Planting Sugar Cane
The initial step towards producing high quality sugar is planting high quality sugar cane.
Regarded by many as a bush, sugar cane is actually a very tall grass. Planting season varies from country to country, and even within some countries by region.
Most modern sugar cane plants are hybrid strains, which means that when they seed, the seeds produce plants with different characteristics from the parent plants. Sugar cane seeds are also fairly delicate, requiring specific day – light lengths in order to be viable for future growth. Sugar cane may seed during its growing period, but the seeds will normally not germinate in the field.
For obvious reasons, these factors mean that seeds are not a desirable choice when sugar growers are trying to plant a homogeneous sugar cane crop, so sugar cane is not planted from seed, but from setts. Setts are sliced lengths of sugar cane known as the mother plant. Around ten to fifteen centimeters long, each slice of the sugar cane contains between one and three buds. When planted, these buds sprout daughter plants which are of the same type as the mother plant. In one sense, this is cloning. Planting sugar cane this way ensures that a homogeneous crop with similar strengths, weaknesses, and sucrose levels can be grown, ensuring a consistent yield across the crop.
Most sugar cane is still planted by hand, in furrows anywhere from 75 centimeters to 1.5 meters apart. The sugar cane is covered with fertilizer and covered with soil. It takes around three weeks for the sugar cane to sprout, and when it does it usually develops additional secondary shoots which add to the density of the sugar cane crop and increase overall yield.
One planting can last anywhere from two to twelve years, though twelve years is an extreme record thus far only achieved by specialized Brazilian strains of sugar cane. Sugar cane is usually grown for around three seasons before the field needs to be replanted. During harvesting the cane is cut back low to the ground, and the remaining roots sprout new shoots each year. In order for the cane to regrow well, it is essential that the soil and roots are not damaged during harvest, which can happen if harvesters are too rough with the cane, or if heavy machinery is used in the harvesting process.
However even with the utmost care, sucrose content has a tendency to steadily decline from regrowth to regrowth. Other reasons for sugar cane and sucrose yield dipping below acceptable levels are pest damage, and diseases present both in the soil and carried by insects and other biological vectors.

** Work instructions **
1) Decide whether each statement below agrees with the text on planting sugar cane, answering yes or no and quoting the words of the text that settle it.
(a) Sugar cane is planted from seed.
(b) Planted sugar cane takes around three weeks to sprout.
(c) Sucrose content tends to rise with each regrowth.
2) According to the text on planting sugar cane, how far apart are the furrows in which most sugar cane is planted?
3) Write out the part of the text on planting sugar cane that opens with the words containing "Most modern sugar" and closes with "in the field.".

** Data excerpt **

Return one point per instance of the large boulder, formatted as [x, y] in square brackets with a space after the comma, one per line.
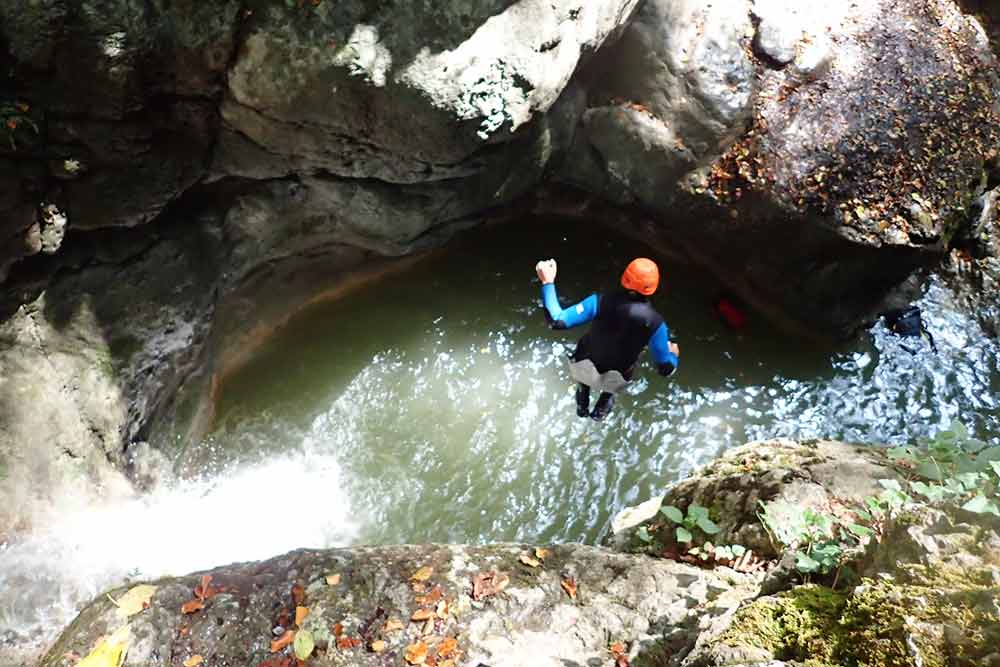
[499, 605]
[824, 475]
[837, 148]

** Answer list **
1)
(a) No: "sugar cane is not planted from seed, but from setts."
(b) Yes: "It takes around three weeks for the sugar cane to sprout"
(c) No: "sucrose content has a tendency to steadily decline from regrowth to regrowth"

2) Anywhere from 75 centimeters to 1.5 meters apart.

3)
Most modern sugar cane plants are hybrid strains, which means that when they seed, the seeds produce plants with different characteristics from the parent plants. Sugar cane seeds are also fairly delicate, requiring specific day – light lengths in order to be viable for future growth. Sugar cane may seed during its growing period, but the seeds will normally not germinate in the field.